--- BRANO DA LEGGERE ---
----
Negli anni Settanta, nel Sahel assetato, i governanti degli Stati del bacino dei fiumi Senegal e Niger produssero un piano di sviluppo, basato sulla realizzazione di cinque grandi dighe. La regione era assetata, le stagioni delle piogge divenivano insufficienti anche per i raccolti dell'agricoltura tradizionale, mentre l'acqua dei due grandi fiumi e dei loro affluenti, se adeguatamente imbrigliata, avrebbe potuto irrigare migliaia e migliaia di ettari. Le OMV (Organisations de mise en valeur) dei due bacini fluviali si misero al lavoro, ma subito si accesero vivaci discussioni tra i fautori e gli oppositori del progetto "grandi dighe". Qualche anno dopo, la disputa si è accesa anche qui da noi. Nei progetti per frenare l'avanzata del deserto nel Sahel, l'Italia si è trovata in prima linea con i suoi programmi di cooperazione.
Il nostro Paese è famoso per la capacità dei suoi costruttori di dighe, anche in Africa, fin da quando, alla fine degli anni Cinquanta, realizzarono la diga di Kariba sul fiume Zambesi, che fornisce otto milioni di kWh di elettricità all'anno.
Il dibattito sui grandi sbarramenti riguarda un aspetto preciso della loro validità: quella di essere "fattori di sviluppo" per l'agricoltura di Paesi affamati, nei quali l'occupazione antropica del territorio si fonda sull'organizzazione ancestrale, su un rapporto con la natura di tipo puntuale e "paritario" (l'uomo vive nella natura, ma non la "padroneggia"), e l'agricoltura è basata su sistemi di autosufficienza. Leggiamo a tale proposito il parere di un esperto di pianificazione per lo sviluppo, Giuliano Cannata, autore de I fiumi della terra e del tempo (3. ed. Franco Angeli, Milano, 1987):
"Di là del fascino (molte volte anche estetico) che le dighe esercitano, l'ammirazione nasce dalla cultura dell'intrapresa e dell'assalto alla natura: gli scarichi di fondo tonanti, la lama d'acqua tracimata presi a simbolo d'una nuova, meravigliosa, natura antropizzata. Si è guardato alla diga come al fattore più efficace e rapido per lo sviluppo dei paesi nuovi, in specie di quelli di clima e ambiente arido. Lo sbarramento dei grandi fiumi africani ed asiatici per usi irrigui e idroelettrici è diventato il settore di finanziamento più importante per i finanziamenti internazionali allo sviluppo. Ma, mentre per l'energia è facile trovare rapidamente un'utilizzazione, per l'irrigazione la costruzione della diga è solo un passo... mentre Il secondo passo, quello più difficile, la messa a coltura della terra, richiede una situazione di "sviluppo diffuso" tecnica, economica e culturale, che i decenni spesso non bastano a creare. Le dighe per l'irrigazione sono perciò risultate spesso delle cattedrali nel deserto: forniscono una disponibilità d'acqua sufficiente a sfamare anche milioni di persone, ma dopo decine d'anni gli ettari effettivamente coltivati sono poche centinaia. Così, al costo ambientale pagato dalla terra e dal fiume per la diga, si aggiunge quasi sempre quello del comprensorio irriguo male utilizzato, o abbandonato".
----
--- DATI MOSTRATI ---

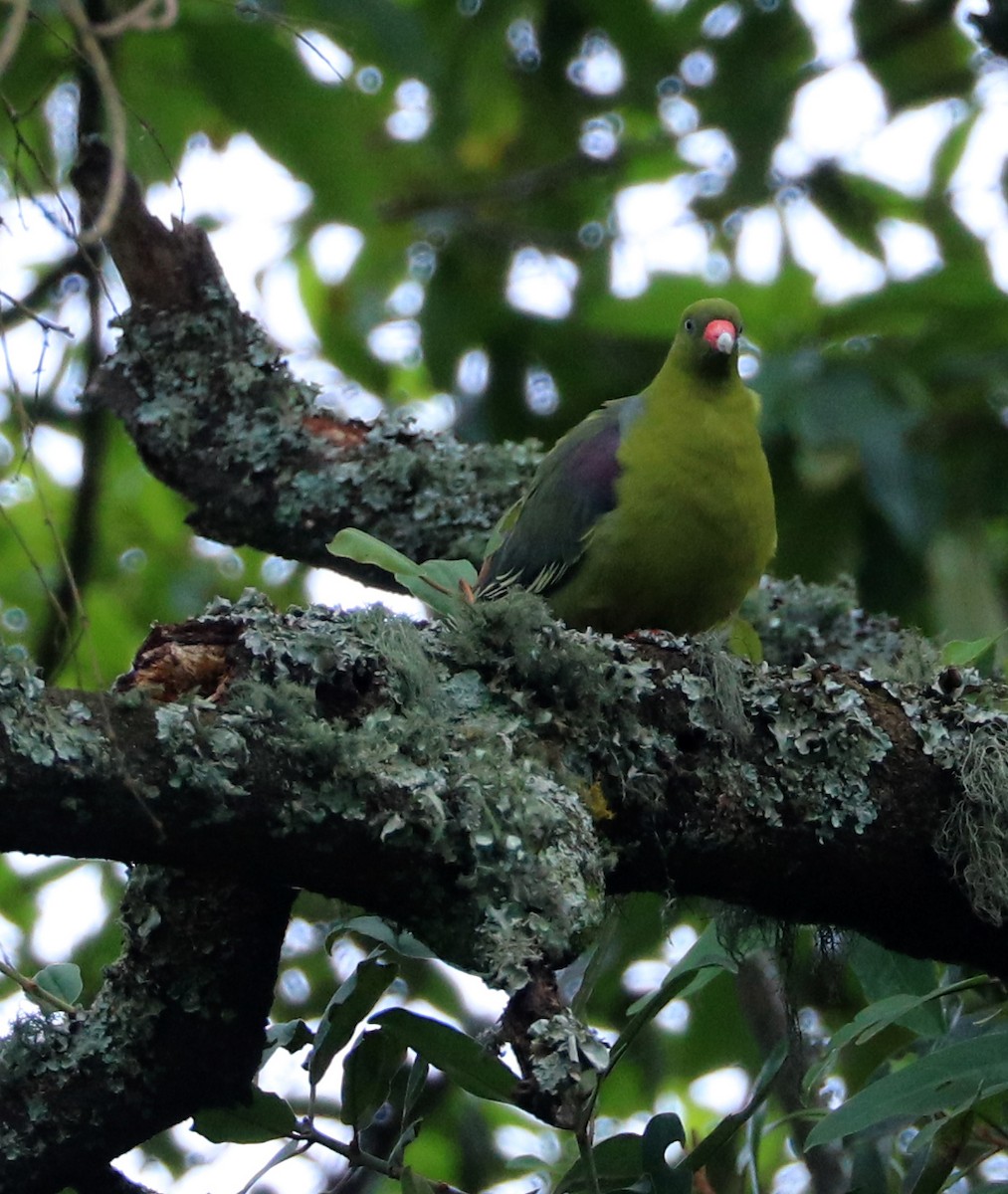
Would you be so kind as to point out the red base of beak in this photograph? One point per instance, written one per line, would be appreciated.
(717, 328)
----
--- ELENCO DEI COMPITI ---
[1] Secondo il brano sulle dighe del Sahel, su quante grandi dighe si basava il piano di sviluppo degli anni Settanta?
[2] Modifica il brano sulle dighe del Sahel riscrivendo tutto ciò che va da "Il nostro Paese" giù fino a "di elettricità all'anno." con "ingegneri" al posto di "costruttori".

--- RISPOSTE DATE ---
[1] Su cinque grandi dighe.

[2]
Il nostro Paese è famoso per la capacità dei suoi ingegneri di dighe, anche in Africa, fin da quando, alla fine degli anni Cinquanta, realizzarono la diga di Kariba sul fiume Zambesi, che fornisce otto milioni di kWh di elettricità all'anno.